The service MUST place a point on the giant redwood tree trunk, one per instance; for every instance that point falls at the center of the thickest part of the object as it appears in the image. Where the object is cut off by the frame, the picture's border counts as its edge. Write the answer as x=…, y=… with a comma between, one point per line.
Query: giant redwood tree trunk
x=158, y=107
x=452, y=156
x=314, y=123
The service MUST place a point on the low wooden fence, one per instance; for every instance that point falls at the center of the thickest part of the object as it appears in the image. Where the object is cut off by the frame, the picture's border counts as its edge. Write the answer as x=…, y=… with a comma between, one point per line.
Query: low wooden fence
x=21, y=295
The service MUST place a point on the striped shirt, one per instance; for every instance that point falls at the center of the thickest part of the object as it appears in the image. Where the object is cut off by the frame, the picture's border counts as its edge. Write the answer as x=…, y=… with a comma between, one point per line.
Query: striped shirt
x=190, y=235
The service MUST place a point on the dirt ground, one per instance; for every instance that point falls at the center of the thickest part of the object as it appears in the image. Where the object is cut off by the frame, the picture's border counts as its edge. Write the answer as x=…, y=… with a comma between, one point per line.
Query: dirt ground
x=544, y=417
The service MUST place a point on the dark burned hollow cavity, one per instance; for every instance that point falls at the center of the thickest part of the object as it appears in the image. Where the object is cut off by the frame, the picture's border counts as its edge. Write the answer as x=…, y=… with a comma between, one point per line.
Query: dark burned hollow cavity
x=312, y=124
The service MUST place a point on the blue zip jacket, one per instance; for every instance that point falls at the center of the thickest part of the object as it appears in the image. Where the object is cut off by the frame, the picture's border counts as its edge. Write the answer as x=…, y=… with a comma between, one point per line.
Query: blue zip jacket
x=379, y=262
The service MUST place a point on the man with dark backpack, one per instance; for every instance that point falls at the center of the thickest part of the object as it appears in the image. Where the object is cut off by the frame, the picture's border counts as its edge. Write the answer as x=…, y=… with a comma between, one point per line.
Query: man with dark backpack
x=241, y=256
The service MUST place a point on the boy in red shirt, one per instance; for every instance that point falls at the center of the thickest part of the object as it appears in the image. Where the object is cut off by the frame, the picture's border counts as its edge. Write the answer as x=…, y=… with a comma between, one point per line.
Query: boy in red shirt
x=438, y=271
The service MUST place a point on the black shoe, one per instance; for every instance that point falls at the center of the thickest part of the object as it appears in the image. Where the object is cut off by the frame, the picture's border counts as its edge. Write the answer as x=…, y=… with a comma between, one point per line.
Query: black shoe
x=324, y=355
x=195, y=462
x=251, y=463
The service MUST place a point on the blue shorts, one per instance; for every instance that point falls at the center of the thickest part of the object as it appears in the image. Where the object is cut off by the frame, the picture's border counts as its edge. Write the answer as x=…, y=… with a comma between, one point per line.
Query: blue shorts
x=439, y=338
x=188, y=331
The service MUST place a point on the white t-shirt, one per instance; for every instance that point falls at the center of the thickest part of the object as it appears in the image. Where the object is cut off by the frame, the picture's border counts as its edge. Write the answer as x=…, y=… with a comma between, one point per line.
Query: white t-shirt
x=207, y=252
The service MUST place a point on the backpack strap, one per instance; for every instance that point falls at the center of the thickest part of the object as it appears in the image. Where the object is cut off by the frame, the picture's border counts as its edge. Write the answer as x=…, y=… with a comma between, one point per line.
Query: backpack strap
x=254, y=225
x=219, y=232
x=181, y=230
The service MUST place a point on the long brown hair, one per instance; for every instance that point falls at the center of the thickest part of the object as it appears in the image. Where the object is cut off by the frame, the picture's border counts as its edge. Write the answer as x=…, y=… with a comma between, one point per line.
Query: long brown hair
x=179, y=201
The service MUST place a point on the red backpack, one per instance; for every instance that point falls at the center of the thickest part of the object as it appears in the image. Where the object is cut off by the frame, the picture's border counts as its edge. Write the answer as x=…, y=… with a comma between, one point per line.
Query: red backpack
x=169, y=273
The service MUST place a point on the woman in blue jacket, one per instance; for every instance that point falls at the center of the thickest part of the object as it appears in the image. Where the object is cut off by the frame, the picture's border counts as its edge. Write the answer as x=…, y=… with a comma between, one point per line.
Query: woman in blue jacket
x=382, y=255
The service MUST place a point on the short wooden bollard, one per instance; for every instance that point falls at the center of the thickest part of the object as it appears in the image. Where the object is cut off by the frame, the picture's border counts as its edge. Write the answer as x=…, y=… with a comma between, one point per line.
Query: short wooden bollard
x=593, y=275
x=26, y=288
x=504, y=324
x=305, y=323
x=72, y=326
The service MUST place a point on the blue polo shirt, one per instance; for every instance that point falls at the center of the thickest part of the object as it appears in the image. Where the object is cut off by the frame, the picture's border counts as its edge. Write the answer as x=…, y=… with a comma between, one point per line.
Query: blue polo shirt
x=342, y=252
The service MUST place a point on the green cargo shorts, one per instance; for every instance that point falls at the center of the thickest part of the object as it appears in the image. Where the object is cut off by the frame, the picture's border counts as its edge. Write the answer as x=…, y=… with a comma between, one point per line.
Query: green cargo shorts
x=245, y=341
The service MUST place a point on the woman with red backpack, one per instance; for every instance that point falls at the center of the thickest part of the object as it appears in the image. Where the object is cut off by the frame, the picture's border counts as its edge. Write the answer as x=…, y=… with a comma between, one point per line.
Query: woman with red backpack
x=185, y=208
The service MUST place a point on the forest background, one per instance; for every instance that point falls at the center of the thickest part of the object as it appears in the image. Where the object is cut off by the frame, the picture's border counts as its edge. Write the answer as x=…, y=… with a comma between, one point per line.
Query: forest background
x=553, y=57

◆ What the exercise asks ◆
Copy all of the entries above word for word, changing nothing.

◆ Output for this exercise ◆
The service MUST place a point on the giant redwood tree trunk, one per instance; for every instance that point falls at the center of the thickest part of the object as it appears in the image. Where the object is cut off by the frame, the picture's border counts as its edge. Write the answer as x=…, y=… with a comma between, one point per line.
Query: giant redwood tree trunk
x=158, y=107
x=452, y=156
x=314, y=123
The service MUST place a point on the low wooden fence, one per instance; for every instance that point falls at the center of the thickest part of the object as it appears in the image. Where the object is cut off by the frame, the picture's border counts as its edge. Write the answer as x=…, y=… with a comma between, one point per line.
Query: low wooden fence
x=21, y=295
The service MUST place a point on the striped shirt, one per instance; for every instance that point falls at the center of the thickest part of the object as it appears in the image. Where the object is cut off by the frame, the picture's border counts as its edge. Write the answer as x=…, y=… with a comma between, one point per line.
Query: striped shirt
x=190, y=235
The service MUST place a point on the dirt ground, one per instance; for every instance that point falls at the center of the thickest part of the object as it appears in the image. Where the object is cut off by the frame, the picture's border counts as its edge. Write the answer as x=…, y=… with a comma between, one point per line.
Query: dirt ground
x=544, y=417
The service MUST place a point on the dark burned hollow cavity, one per instance; for every instance that point falls at the center of the thickest part of the object as it appears in the image. Where the object is cut off by the frame, the picture's border counts as its edge. Write the answer as x=…, y=… with a comma between, one point per line.
Query: dark burned hollow cavity
x=312, y=124
The service MUST place a point on the blue zip jacket, one per instance; for every instance that point falls at the center of the thickest part of the object as it appears in the image. Where the object is cut off by the frame, the picture's border counts as its edge. Write the answer as x=…, y=… with a comma between, one point per line.
Query: blue zip jacket
x=379, y=262
The service MUST place a point on the man with dark backpack, one per instance; for every instance that point falls at the center of the thickest part of the object as it appears in the image. Where the object is cut off by the frame, the picture's border counts as its edge. Write the answer as x=…, y=… with a comma between, one point per line.
Query: man with dark backpack
x=241, y=256
The service MUST place a point on the boy in red shirt, one per instance; for every instance that point falls at the center of the thickest part of the object as it appears in the image. Where the object is cut off by the frame, the picture's border counts as its edge. Write the answer as x=…, y=… with a comma between, one point per line.
Query: boy in red shirt
x=438, y=271
The service MUST place a point on the black shoe, one per instance; for every instance that point falls at the center of the thickest part of the object as it appears in the image. Where the object is cut off by the frame, the picture's border counts as its edge. Write the answer as x=…, y=… with a comma between, one point per line.
Query: black shoe
x=324, y=355
x=195, y=462
x=251, y=463
The service MUST place a point on the blue shorts, one per instance; for every instance that point falls at the center of the thickest part of the object as it appears in the image. Where the object is cut off by the frame, the picture's border counts as its edge. Write the answer as x=…, y=… with a comma between, one point per line.
Query: blue shorts
x=439, y=338
x=188, y=331
The service MUST place a point on the white t-shirt, one per instance; for every instance that point falls at the center of the thickest part of the object as it appears in the image. Where the object is cut off by the frame, the picture's border counts as its edge. Write the answer as x=…, y=… with a comma between, one point per line.
Query: white t-shirt
x=207, y=252
The service MUST place a point on the backpack strap, one per instance; for every instance that point falls at the center of the thickest part of the object as it appears in the image. Where the object is cut off by the frame, the picture's border counts as its edge. Write the answer as x=…, y=… with a comma between, one point per line.
Query: backpack strap
x=254, y=225
x=219, y=232
x=181, y=230
The service MUST place a point on the long brown hair, one per instance; for every instance that point falls at the center of the thickest part of the object as it appears in the image. Where the object is cut off by the frame, the picture's border counts as its edge. Write the answer as x=…, y=… with a comma between, one point per line.
Query: long brown hair
x=179, y=201
The service MUST place a point on the red backpack, one per instance; for every instance that point falls at the center of the thickest part of the object as it appears in the image. Where the object is cut off by the frame, the picture's border counts as its edge. Write the answer as x=…, y=… with a comma between, one point per line.
Query: red backpack
x=169, y=273
The service MUST place a point on the woman in blue jacket, one per instance; for every instance that point falls at the center of the thickest part of the object as it appears in the image. Where the object is cut off by the frame, the picture's border counts as its edge. Write the answer as x=…, y=… with a comma between, one point per line.
Query: woman in blue jacket
x=382, y=255
The service MUST place a point on the short wooden bollard, one per instance; for every instance that point falls at the center of the thickest part of the object as it appears in the image. Where the object is cut off by the frame, the picture's border counts as its edge. Write the answer as x=…, y=… with a comma between, one point per line.
Query: short wooden bollard
x=593, y=275
x=26, y=288
x=504, y=324
x=305, y=323
x=72, y=326
The service MUST place a point on the blue polo shirt, one per instance; for every instance that point falls at the center of the thickest part of the object as it appears in the image. Where the object is cut off by the frame, the picture's border counts as its edge. Write the answer as x=…, y=… with a comma between, one point per line.
Query: blue polo shirt
x=342, y=252
The service MUST place a point on the green cargo shorts, one per instance; for every instance that point falls at the center of the thickest part of the object as it appears in the image. Where the object is cut off by the frame, the picture's border counts as its edge. Write the answer as x=…, y=… with a comma between, one point per line.
Query: green cargo shorts
x=245, y=341
The service MUST place a point on the woman with red backpack, one per instance; for every instance that point falls at the center of the thickest part of the object as it appears in the image. Where the object is cut off by the frame, the picture's border counts as its edge. Write the answer as x=…, y=… with a comma between, one point per line.
Query: woman with red backpack
x=185, y=208
The service MUST place a point on the forest background, one per instance; for every instance that point falls at the center of the thickest part of the object as it appears in the image. Where the object is cut off by the frame, the picture's border counts as its edge. Write the answer as x=…, y=… with a comma between, one point per line.
Query: forest background
x=553, y=57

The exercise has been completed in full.